* [Data provided]
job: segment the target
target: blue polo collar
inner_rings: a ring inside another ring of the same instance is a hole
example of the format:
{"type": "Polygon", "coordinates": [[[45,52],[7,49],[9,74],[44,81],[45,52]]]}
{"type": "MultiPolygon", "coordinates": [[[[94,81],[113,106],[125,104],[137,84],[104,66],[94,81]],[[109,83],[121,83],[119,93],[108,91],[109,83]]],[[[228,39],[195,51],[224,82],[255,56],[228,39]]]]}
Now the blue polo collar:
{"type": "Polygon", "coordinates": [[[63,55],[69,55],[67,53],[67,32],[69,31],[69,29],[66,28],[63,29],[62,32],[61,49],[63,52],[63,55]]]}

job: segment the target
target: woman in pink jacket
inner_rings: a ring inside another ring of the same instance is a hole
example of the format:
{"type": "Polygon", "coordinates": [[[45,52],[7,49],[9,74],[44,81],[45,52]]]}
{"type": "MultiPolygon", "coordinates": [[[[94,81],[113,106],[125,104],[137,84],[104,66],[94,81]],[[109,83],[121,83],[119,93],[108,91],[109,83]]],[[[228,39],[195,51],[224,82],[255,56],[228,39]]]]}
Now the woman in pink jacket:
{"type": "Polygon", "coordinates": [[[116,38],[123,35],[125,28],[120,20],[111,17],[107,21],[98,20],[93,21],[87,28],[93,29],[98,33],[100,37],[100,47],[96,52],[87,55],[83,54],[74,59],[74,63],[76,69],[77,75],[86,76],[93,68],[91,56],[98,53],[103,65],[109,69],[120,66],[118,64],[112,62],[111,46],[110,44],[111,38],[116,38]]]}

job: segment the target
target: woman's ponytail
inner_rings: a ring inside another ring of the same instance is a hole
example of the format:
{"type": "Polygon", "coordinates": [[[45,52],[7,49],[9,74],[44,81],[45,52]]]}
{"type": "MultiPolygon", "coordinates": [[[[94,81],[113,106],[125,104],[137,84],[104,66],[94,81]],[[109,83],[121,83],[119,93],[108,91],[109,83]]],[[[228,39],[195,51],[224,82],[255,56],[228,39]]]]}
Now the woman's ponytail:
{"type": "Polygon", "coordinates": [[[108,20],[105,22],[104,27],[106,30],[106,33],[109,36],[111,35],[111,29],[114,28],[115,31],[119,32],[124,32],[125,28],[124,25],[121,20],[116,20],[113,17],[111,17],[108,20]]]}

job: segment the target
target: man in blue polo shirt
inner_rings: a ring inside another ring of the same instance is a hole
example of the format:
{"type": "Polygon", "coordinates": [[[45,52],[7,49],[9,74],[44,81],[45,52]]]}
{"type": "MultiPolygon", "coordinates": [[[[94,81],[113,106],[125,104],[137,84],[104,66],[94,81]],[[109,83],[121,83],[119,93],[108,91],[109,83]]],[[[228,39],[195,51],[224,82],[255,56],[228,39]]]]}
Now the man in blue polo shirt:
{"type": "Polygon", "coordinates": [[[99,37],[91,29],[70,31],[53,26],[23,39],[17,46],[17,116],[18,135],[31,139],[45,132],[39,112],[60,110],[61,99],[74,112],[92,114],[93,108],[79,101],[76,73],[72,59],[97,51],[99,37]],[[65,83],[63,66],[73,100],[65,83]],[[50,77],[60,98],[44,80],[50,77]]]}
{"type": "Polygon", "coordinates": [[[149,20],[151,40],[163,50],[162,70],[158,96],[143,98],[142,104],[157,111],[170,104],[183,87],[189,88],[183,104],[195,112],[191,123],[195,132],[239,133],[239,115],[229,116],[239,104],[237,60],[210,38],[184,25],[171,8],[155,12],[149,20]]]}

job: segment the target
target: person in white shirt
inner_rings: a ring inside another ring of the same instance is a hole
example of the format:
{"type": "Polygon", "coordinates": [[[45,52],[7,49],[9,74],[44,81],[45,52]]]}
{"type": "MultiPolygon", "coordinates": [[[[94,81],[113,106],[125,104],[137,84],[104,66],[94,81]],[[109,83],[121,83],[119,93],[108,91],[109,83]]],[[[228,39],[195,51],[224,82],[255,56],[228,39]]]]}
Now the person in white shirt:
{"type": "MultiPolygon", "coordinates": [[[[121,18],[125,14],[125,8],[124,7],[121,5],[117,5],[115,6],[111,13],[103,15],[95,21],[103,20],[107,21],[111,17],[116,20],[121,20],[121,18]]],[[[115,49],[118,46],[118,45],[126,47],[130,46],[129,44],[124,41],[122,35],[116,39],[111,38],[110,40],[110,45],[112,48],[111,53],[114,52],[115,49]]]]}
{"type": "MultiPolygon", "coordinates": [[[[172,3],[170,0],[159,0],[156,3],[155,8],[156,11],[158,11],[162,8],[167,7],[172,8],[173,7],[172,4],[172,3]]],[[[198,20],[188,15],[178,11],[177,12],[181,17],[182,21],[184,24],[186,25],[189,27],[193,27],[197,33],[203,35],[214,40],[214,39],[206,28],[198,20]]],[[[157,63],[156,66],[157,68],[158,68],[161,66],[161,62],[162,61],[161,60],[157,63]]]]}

* [Requirement] Which lines of the records contain the word "ponytail"? Identify each one and copy it in full.

* [Solution for this problem]
target: woman's ponytail
Now the woman's ponytail:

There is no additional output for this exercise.